(STATED TASK): Render each line of the entries below as a Markdown table with the columns Row and Line. Number the rows, skip blank lines, and leave the pictures out.

## Start PROVIDED DATA

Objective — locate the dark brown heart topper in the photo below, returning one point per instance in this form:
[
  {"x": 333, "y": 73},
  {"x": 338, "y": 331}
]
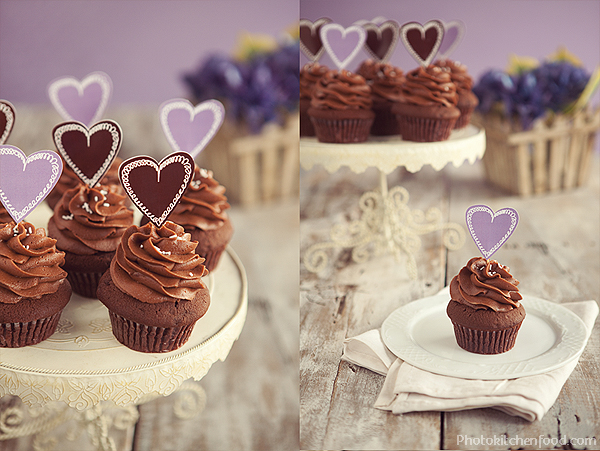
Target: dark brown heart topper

## End PROVIDED DATA

(TASK RESULT):
| Row | Line |
|---|---|
| 1 | Objective — locate the dark brown heart topper in the photo below, returning one point per instance in this form: |
| 2 | [ |
| 3 |   {"x": 333, "y": 73}, |
| 4 |   {"x": 338, "y": 331} |
| 5 | ] |
| 6 | Target: dark brown heart topper |